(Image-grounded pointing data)

########################################

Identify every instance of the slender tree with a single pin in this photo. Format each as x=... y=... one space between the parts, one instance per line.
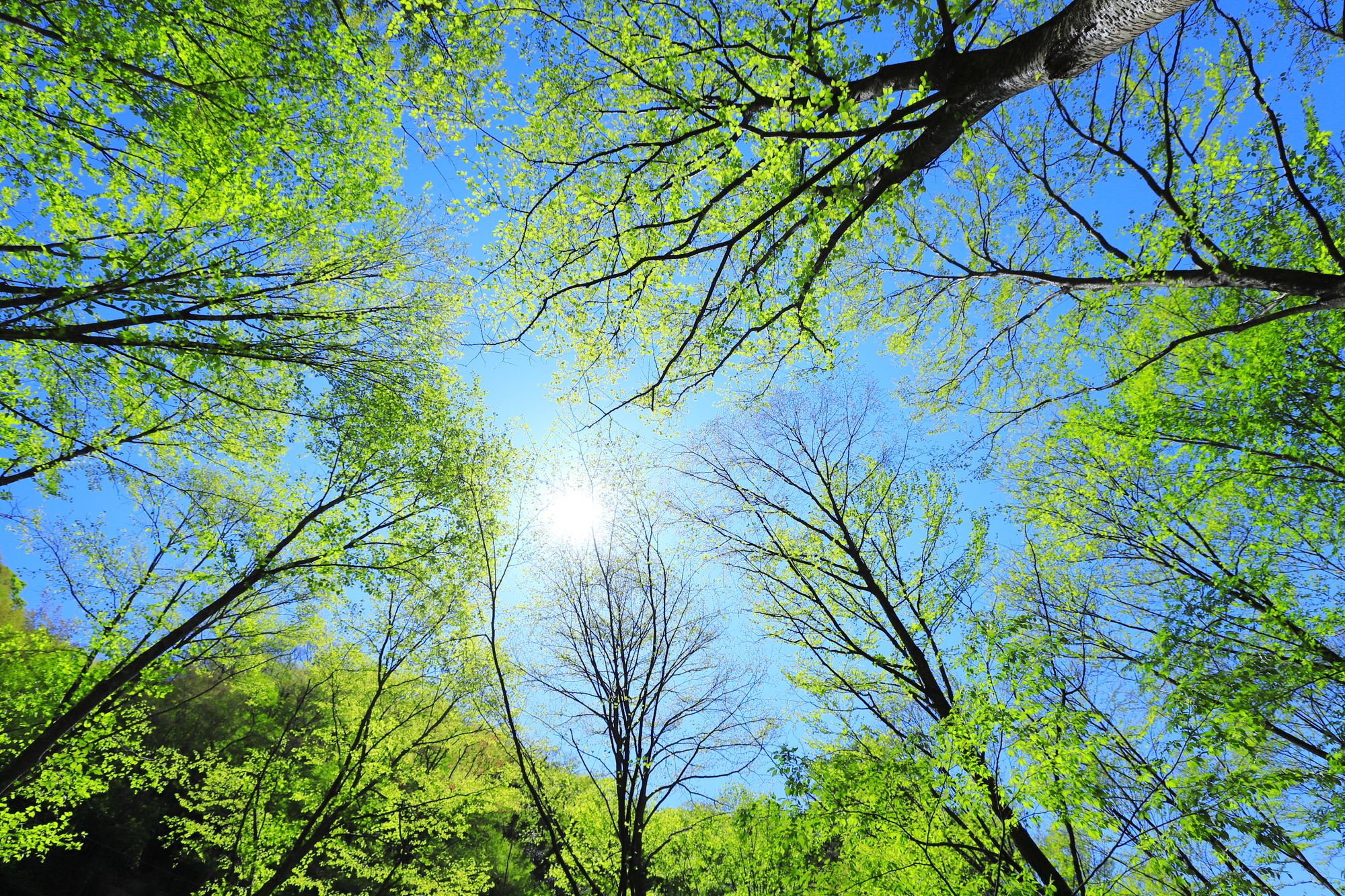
x=633 y=678
x=696 y=179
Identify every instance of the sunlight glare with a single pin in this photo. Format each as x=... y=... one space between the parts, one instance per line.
x=574 y=514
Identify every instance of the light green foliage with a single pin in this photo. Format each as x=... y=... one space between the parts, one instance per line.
x=1186 y=190
x=758 y=848
x=201 y=208
x=379 y=507
x=1187 y=540
x=692 y=182
x=364 y=760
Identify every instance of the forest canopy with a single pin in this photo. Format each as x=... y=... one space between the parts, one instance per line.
x=1047 y=600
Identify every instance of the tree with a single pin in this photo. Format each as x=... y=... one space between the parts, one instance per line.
x=699 y=178
x=204 y=208
x=1128 y=220
x=634 y=682
x=367 y=759
x=1186 y=534
x=989 y=745
x=236 y=552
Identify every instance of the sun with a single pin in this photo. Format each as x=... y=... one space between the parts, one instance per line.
x=574 y=514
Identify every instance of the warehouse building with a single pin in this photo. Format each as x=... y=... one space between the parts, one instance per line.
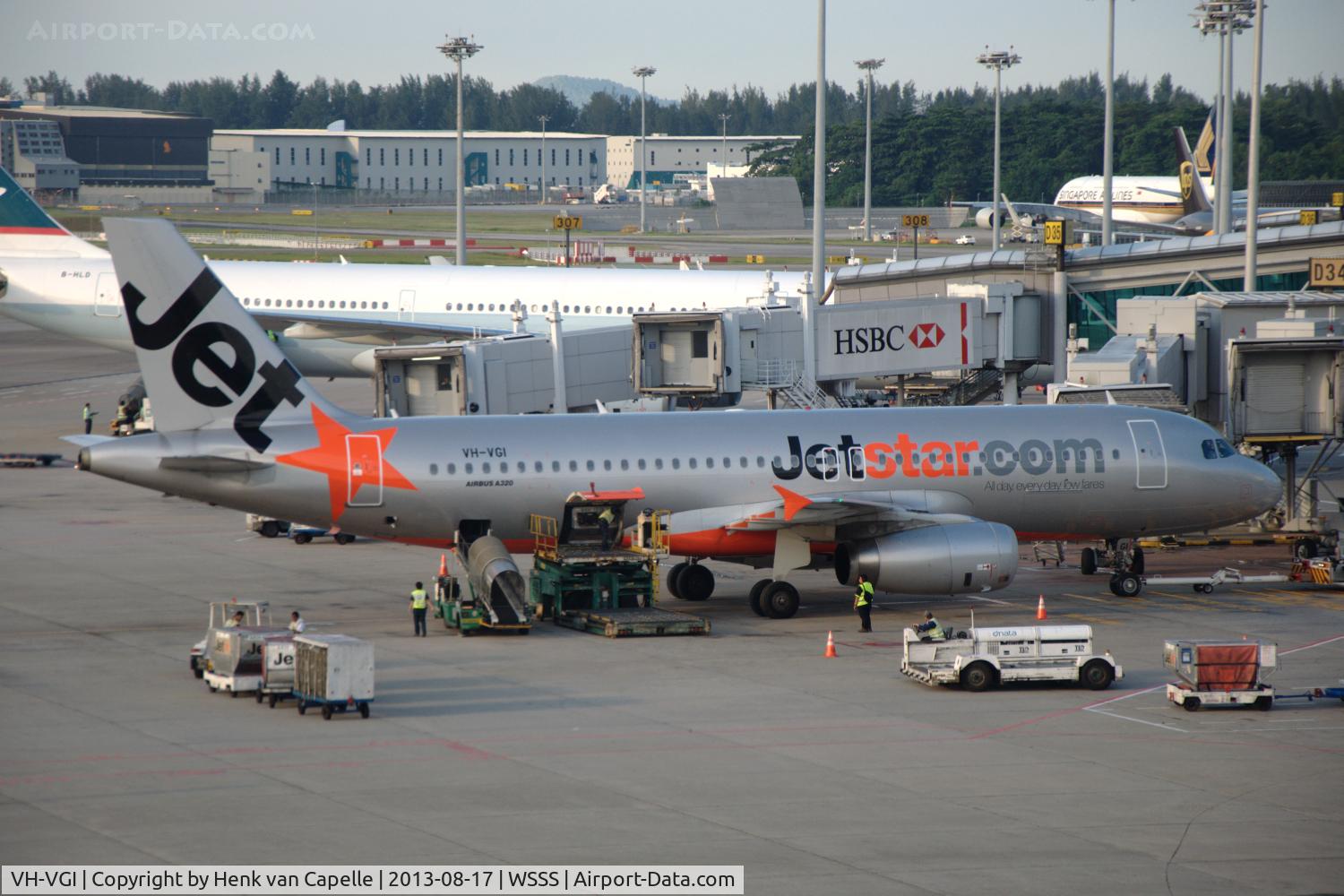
x=685 y=156
x=403 y=163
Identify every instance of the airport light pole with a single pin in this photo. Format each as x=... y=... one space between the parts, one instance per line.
x=868 y=67
x=725 y=117
x=819 y=203
x=459 y=48
x=997 y=59
x=642 y=73
x=1253 y=151
x=543 y=120
x=1107 y=166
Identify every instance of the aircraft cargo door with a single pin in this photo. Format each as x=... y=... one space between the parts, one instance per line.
x=1150 y=455
x=365 y=466
x=107 y=298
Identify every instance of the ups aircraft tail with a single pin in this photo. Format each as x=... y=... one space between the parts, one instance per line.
x=29 y=231
x=206 y=363
x=1193 y=194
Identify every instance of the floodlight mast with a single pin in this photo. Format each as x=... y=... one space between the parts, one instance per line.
x=868 y=66
x=642 y=73
x=997 y=59
x=459 y=48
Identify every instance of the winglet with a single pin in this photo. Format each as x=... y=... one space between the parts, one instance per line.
x=792 y=501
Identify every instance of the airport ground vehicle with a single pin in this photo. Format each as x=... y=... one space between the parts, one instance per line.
x=234 y=657
x=255 y=613
x=981 y=659
x=277 y=669
x=333 y=672
x=1220 y=673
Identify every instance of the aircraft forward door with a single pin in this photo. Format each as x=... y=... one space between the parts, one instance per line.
x=107 y=298
x=365 y=470
x=1150 y=454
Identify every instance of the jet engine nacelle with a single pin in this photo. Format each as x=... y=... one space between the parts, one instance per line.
x=961 y=557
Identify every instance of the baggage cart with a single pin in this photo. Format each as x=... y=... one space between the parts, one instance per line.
x=277 y=669
x=234 y=659
x=1219 y=673
x=333 y=672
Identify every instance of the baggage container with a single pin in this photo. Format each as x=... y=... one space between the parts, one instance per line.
x=333 y=672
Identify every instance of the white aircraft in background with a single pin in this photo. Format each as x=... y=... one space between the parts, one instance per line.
x=328 y=317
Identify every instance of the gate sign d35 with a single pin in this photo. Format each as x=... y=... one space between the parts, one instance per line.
x=900 y=336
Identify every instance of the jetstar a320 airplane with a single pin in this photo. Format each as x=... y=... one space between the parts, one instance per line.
x=918 y=500
x=328 y=317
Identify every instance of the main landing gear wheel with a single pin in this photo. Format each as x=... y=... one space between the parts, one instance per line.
x=780 y=599
x=674 y=575
x=754 y=597
x=695 y=583
x=1125 y=584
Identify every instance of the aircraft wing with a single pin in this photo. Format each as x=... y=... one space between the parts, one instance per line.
x=892 y=509
x=296 y=324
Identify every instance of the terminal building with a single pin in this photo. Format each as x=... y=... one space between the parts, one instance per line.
x=402 y=163
x=671 y=158
x=152 y=156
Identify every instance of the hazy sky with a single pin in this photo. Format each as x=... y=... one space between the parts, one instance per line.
x=694 y=43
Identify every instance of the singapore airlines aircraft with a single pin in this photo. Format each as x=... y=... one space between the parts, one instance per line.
x=918 y=500
x=327 y=317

########################################

### WHAT TO DO
Transcribe every entry exactly. Leave out the pictures.

### THE COMPLETED TASK
Identify every instance of the slender tree with a single pin in this photo. Format each as x=... y=... one space between the parts, one instance per line.
x=633 y=678
x=696 y=179
Identify every instance of the sunlight glare with a single pin in this photo. Format each as x=... y=... one space between the parts, one instance per line.
x=574 y=514
Identify every instance of the light green foliage with a single pin in this photo. Format each as x=... y=... one space between the parts, one instance per line.
x=1186 y=190
x=758 y=848
x=201 y=208
x=379 y=507
x=1187 y=540
x=692 y=182
x=364 y=760
Identify every instance of the forest canopy with a single pin in this photo. Format each as x=... y=... one space between the parts, one instance per line.
x=1047 y=600
Identify every instance of the tree with a single pin in this photo. Format each as x=... y=... one space between the parts, one instance per line.
x=699 y=178
x=204 y=208
x=1128 y=220
x=634 y=682
x=367 y=759
x=1186 y=534
x=989 y=745
x=236 y=552
Identify every instance of the sun with a single pin in this photo. Format each as x=... y=... one space between the parts, one instance per line.
x=574 y=514
Identify every instance of the warehouse building with a single pin in this photo. Format each as x=... y=... one space between the parts, one instance per line.
x=685 y=156
x=403 y=163
Identify every instance of the airport light pole with a single pin in this photo. Format each as x=... y=... one space between the parts, one instance per line.
x=868 y=67
x=725 y=117
x=819 y=203
x=459 y=48
x=997 y=59
x=642 y=73
x=1253 y=151
x=543 y=120
x=1107 y=166
Identify every instance of the aircraft cargo door with a single pin in this photo. Format each as x=... y=... one space between the parts, one instance per line.
x=1150 y=455
x=365 y=466
x=107 y=298
Identify every instance of the ups aircraft tail with a single pin in this photo. Format each as x=... y=... one space between the parts, one instance per line.
x=29 y=231
x=206 y=363
x=1193 y=194
Identify every instance of the floodlight mast with a single pin in this photo. Format each as x=... y=... one space between the parts, one instance per line.
x=868 y=66
x=642 y=73
x=997 y=59
x=459 y=48
Identify every instance of the winglet with a single pin in this photo. Format each as x=... y=... one space between the parts, one instance per line.
x=792 y=501
Identify every instance of the airport ground vehicle with a single pin in this photo. Format each as x=... y=... one space between the parts, one instance per line.
x=234 y=657
x=255 y=613
x=981 y=659
x=277 y=669
x=333 y=672
x=1220 y=673
Identify every instance of the aircraft forward door with a single pin in this photo. Format each as x=... y=... one space between the parts, one instance per line.
x=107 y=298
x=365 y=470
x=1150 y=454
Identify every instance of the jet engine nacelle with a single pin in this photo. Format each as x=... y=... one space between the parts, one instance per line.
x=961 y=557
Identify every instance of the baggage cart with a single pin in this photo. Format each as x=... y=... one space between the parts, one instance per line.
x=277 y=669
x=234 y=659
x=1219 y=673
x=333 y=672
Identify every instance of the baggage container with a single pin in this photo. Format each as x=... y=... one space between the parts, one instance per line.
x=333 y=672
Identify every instance of the white aircraft in background with a single pin in this photo. Format each as x=... y=... one space between the parts, one instance per line.
x=328 y=317
Identify every instance of the gate sign d35 with a single pin in this photo. Format each as x=... y=... one space between the parts, one instance per line.
x=900 y=336
Identify every instance of the jetstar a320 airplane with a single pin in this photo. Format each as x=... y=... one space between the parts, one instance per line.
x=918 y=500
x=328 y=317
Identify every instance of the main landing gear wheel with a single pin in this photo. Format each as x=... y=... one space between the parts, one instance per line.
x=780 y=599
x=674 y=575
x=754 y=597
x=695 y=583
x=1125 y=584
Identify every instance of the aircraft wing with a single pin in this photo. Format each as x=... y=... one space between the parts, one instance per line.
x=892 y=509
x=296 y=324
Identify every instance of the terminal building with a single pin in this photo. Format each as x=... y=... one space between the parts, one instance per line.
x=402 y=163
x=671 y=158
x=152 y=156
Identify every instance of the hazy sky with a single pin in this photo. Format each as x=... y=... one space between the parts, one instance per line.
x=694 y=43
Identify every instance of the singapore airlines aircraft with a single pin in this photo. Format each as x=... y=... one space between the parts, one instance per line.
x=918 y=500
x=327 y=317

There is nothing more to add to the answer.